[Opening Dataset content section]

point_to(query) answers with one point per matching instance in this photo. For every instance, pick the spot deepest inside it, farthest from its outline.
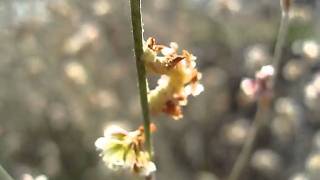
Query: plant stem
(136, 19)
(264, 106)
(4, 175)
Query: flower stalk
(265, 102)
(137, 30)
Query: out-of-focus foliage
(67, 71)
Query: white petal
(113, 129)
(148, 169)
(197, 90)
(101, 143)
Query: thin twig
(4, 175)
(262, 115)
(137, 28)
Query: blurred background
(67, 71)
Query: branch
(138, 49)
(264, 105)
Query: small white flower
(122, 149)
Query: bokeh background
(67, 71)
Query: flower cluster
(179, 77)
(122, 149)
(260, 86)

[Closing Dataset content section]

**Assignment:**
Your task is to write out, exactly, the line that contains "Query: branch" and each line after it to the end of the data, with no other lines.

**Worked solution:**
Query: branch
(138, 49)
(264, 105)
Query: small white flower
(122, 149)
Query: bokeh background
(67, 71)
Query: flower cluster
(179, 77)
(122, 149)
(260, 86)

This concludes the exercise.